>>>>>
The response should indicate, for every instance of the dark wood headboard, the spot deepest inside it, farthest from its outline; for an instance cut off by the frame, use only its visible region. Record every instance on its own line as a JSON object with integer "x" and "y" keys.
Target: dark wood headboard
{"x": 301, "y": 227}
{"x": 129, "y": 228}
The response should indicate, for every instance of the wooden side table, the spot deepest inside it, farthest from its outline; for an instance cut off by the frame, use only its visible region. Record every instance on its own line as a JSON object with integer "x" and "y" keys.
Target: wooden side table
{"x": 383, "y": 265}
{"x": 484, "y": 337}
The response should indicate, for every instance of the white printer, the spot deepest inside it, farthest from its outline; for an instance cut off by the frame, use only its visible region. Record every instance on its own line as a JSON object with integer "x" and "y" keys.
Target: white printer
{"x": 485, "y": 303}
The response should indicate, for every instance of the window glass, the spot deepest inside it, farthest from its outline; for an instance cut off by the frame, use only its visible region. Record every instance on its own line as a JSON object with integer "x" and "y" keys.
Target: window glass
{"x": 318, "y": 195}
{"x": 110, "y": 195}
<<<<<
>>>>>
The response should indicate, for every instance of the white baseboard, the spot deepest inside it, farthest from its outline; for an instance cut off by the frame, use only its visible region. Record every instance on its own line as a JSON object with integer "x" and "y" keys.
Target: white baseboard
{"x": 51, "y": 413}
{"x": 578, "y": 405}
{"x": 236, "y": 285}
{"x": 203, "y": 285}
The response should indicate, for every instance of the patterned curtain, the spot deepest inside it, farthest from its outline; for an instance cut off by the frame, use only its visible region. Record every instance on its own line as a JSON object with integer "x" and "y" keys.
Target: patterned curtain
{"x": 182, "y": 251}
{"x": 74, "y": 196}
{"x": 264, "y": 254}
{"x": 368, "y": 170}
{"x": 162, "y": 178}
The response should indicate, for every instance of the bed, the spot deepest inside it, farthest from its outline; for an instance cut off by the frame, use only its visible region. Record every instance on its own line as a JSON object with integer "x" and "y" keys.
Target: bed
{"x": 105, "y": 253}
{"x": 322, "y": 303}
<<<<<
How to complete this task
Copy down every line of the entries containing the word "spot".

Result for this exercise
The response should indicate, for every instance of the dark wood headboard, the spot deepest inside it, farthest from its outline; for an instance cut off by the frame, use only its visible region. Record every instance on its own line as a JSON object with integer "x" and "y" keys.
The response should indicate, for every instance of the wooden side table, the spot deepest inside it, farthest from its outline; for an instance cut off by the frame, use only its visible region. Record every instance on its own line as a JSON object with integer "x" and "y" keys.
The response should indicate, for every instance of the white printer, the spot deepest inside it, farthest from its outline; for an instance cut off by the frame, use only its visible region. Record every instance on its own line as a JSON object with integer "x" and "y" keys.
The response should indicate, for every instance of the window glass, the spot deepest inside it, farthest from its outline; for an instance cut off by the frame, use only its visible region. Record every instance on its own line as a JSON object with integer "x" and "y" keys.
The response should indicate, for every instance of the white baseboard, the spot deepest inside it, farthest from its outline; for an instance cut off by the frame, use only its visible region. Record every instance on its own line as a JSON object with integer "x" and "y" keys.
The response should indicate, for every instance of the patterned curtain, the spot deepest inside it, farthest from its outline; for an instance cut off by the frame, use only its visible region. Record every instance on its own line as a JSON object with integer "x" and "y" keys.
The response should indicate, for every instance of the bed, the spot deepest inside it, farthest from its outline; for an instance cut off by the frame, use only its visible region. Record every instance on its own line as a JSON object with integer "x" and "y" keys.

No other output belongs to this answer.